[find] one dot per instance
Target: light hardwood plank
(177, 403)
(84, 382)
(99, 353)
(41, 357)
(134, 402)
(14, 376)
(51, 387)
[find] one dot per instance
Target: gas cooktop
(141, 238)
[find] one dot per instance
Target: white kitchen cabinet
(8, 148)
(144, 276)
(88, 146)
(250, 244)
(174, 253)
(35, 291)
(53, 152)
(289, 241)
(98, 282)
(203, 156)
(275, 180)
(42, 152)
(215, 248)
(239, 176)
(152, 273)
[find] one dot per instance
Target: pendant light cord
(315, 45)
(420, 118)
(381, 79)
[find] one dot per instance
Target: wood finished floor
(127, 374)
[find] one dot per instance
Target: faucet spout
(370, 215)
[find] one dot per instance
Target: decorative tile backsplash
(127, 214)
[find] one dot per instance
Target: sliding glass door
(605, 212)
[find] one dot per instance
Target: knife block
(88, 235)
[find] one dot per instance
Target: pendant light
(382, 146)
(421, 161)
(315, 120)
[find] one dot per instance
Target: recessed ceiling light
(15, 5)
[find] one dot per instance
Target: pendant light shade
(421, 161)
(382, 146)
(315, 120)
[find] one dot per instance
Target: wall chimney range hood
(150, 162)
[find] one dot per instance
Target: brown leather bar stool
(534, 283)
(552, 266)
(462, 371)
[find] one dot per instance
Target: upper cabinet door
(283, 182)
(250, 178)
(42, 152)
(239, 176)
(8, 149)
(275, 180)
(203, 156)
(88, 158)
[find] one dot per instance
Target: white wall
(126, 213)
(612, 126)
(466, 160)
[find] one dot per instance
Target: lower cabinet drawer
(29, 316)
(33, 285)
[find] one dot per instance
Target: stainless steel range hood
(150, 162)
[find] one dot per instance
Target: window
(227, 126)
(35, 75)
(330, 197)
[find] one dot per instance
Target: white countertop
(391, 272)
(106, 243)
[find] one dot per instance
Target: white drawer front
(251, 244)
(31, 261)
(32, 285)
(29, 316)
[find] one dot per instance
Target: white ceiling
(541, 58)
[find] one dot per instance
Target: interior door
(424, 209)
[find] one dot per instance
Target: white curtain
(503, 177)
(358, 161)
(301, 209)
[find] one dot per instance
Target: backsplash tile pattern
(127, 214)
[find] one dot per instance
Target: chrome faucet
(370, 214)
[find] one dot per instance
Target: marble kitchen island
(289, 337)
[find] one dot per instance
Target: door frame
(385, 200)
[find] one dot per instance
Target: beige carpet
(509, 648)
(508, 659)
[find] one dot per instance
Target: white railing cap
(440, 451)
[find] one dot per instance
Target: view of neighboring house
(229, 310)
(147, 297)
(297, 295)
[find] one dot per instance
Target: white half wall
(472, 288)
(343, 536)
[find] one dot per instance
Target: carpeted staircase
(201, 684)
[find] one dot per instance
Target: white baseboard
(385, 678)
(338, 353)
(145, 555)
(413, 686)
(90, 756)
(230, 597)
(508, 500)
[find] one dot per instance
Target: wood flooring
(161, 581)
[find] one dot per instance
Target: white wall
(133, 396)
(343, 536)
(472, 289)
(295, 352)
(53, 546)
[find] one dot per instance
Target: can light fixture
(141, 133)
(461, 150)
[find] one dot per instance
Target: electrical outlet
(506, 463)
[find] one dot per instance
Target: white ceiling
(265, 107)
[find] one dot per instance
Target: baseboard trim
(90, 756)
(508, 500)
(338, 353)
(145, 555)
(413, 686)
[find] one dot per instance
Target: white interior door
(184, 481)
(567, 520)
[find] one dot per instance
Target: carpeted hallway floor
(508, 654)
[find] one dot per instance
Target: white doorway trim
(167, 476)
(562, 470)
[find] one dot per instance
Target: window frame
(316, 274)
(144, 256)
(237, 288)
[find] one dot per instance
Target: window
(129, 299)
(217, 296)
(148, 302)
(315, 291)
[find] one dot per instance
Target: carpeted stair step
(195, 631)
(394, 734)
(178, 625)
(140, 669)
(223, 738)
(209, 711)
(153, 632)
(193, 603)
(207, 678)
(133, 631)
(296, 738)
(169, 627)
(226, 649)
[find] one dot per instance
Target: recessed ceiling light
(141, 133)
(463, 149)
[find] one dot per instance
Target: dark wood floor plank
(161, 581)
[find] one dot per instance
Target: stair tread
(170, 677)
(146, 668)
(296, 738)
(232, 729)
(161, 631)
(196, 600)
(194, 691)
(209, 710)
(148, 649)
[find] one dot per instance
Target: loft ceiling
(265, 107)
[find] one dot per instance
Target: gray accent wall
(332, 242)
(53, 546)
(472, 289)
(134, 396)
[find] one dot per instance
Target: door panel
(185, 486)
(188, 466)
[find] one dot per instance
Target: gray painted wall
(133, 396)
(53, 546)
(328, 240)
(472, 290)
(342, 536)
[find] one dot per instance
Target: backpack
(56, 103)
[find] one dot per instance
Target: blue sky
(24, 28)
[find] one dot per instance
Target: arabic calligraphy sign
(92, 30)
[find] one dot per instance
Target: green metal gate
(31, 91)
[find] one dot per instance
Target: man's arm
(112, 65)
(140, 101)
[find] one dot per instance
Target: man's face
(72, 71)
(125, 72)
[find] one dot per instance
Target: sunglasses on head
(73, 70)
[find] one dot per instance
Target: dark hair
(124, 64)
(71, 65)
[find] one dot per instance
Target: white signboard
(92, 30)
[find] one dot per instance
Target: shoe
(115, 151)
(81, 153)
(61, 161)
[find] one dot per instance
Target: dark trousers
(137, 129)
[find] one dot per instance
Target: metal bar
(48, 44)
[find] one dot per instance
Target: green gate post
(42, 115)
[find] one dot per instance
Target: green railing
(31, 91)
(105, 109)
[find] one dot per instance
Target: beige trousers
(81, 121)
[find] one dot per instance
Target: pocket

--

## REQUIRED WORK
Pull out every line in the rows above that contains the string "cabinet". Case counts.

## PROBLEM SOLUTION
Target: white kitchen cabinet
Target: upper cabinet door
Target: lower cabinet drawer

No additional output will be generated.